*Exercise prompt*
Your output should repeat each record below with no differences.

*Data provided*

Content starts

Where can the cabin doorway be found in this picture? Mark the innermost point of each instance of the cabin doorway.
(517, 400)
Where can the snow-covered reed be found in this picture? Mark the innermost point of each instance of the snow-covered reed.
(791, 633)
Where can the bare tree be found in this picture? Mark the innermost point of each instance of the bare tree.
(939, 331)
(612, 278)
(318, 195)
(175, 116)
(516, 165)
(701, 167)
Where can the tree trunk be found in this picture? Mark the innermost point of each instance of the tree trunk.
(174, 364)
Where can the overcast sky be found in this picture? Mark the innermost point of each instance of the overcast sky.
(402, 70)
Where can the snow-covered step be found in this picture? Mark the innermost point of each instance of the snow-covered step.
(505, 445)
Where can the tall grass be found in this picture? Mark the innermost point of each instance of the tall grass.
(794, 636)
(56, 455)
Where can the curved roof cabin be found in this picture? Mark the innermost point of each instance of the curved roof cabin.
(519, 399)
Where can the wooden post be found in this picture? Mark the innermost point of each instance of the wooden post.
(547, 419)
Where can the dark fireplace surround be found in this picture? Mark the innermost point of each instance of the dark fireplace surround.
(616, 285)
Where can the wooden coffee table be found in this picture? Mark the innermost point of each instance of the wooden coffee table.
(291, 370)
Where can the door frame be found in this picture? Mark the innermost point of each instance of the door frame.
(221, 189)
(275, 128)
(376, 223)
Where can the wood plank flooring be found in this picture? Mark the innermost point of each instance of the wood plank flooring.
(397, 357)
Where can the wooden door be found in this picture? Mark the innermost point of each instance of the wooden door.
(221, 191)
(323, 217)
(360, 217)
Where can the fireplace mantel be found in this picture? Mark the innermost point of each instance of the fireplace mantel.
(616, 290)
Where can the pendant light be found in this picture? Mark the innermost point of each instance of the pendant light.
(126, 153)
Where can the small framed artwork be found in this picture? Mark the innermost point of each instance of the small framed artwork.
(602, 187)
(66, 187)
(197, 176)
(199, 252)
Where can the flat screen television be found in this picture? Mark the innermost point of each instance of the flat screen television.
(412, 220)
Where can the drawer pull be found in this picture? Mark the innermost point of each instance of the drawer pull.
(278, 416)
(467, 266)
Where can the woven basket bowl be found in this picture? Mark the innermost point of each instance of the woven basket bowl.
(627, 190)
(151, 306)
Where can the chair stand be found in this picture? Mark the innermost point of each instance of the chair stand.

Content ends

*Solution to this exercise*
Where can the cabin doorway be found in this picture? Mark the innermost point of each instance of the cabin doorway.
(517, 400)
Where can the snow-covered reed be found in this picture? Mark the innermost point of each instance of the snow-covered reed.
(791, 633)
Where can the bare tree be found in this picture? Mark the innermost point of each instance of the bare tree.
(939, 331)
(612, 278)
(318, 195)
(175, 116)
(516, 165)
(701, 167)
Where can the tree trunk be found in this picture? Mark the innermost point of each instance of the tree trunk.
(174, 364)
Where can the overcast sky be found in this picture? Mark the innermost point of each instance of the overcast sky.
(402, 70)
Where can the snow-covered step be found in this picture? Mark the innermost point of each instance of the snow-covered step.
(505, 445)
Where can the tall grass be found in this picture? Mark the innermost point of each instance of the tall grass.
(794, 636)
(56, 455)
Where can the curved roof cabin be found in this picture? Mark the innermost point of each instance of the curved roof cabin.
(519, 399)
Where can the wooden post be found in this picture? Mark the innermost point of each instance of the wooden post.
(547, 419)
Where can the dark fireplace surround be found in this picture? Mark the innermost point of each instance of the dark fireplace surround.
(616, 285)
Where can the wooden coffee table be found in this picture? Mark the innermost point of each instance of the wooden coffee table.
(291, 370)
Where can the door frame be found in this picture? Mark the innermost point of each instance of the door frame.
(221, 189)
(275, 128)
(376, 223)
Where can the wood plank flooring be found in this picture? Mark the innermost point of each instance of the wood plank flooring.
(397, 357)
Where can the wooden door be found in this picture? Mark the innermost point of each instance of the wooden door.
(221, 191)
(323, 217)
(360, 217)
Where can the fireplace mantel be found in this picture? Mark the innermost point of each instance of the fireplace mantel.
(616, 290)
Where can the pendant light be found in this picture? Mark the innermost point of each instance of the pendant light.
(126, 153)
Where can the small framed artwork be found in this picture? Mark the innermost point of each instance of the small framed artwork.
(602, 187)
(66, 187)
(197, 176)
(199, 252)
Where can the flat screen television be found in this picture? Mark the innermost point of each instance of the flat screen television.
(412, 220)
Where can the drawer pull be found in this picture? Mark the innermost point of each instance of the drawer pull.
(278, 416)
(467, 266)
Where can the woven basket bowl be found in this picture? Mark the innermost point of each instance of the woven basket bowl.
(627, 190)
(151, 306)
Where can the chair stand be found in this picture? Mark the innermost point of each instance of the chair stand.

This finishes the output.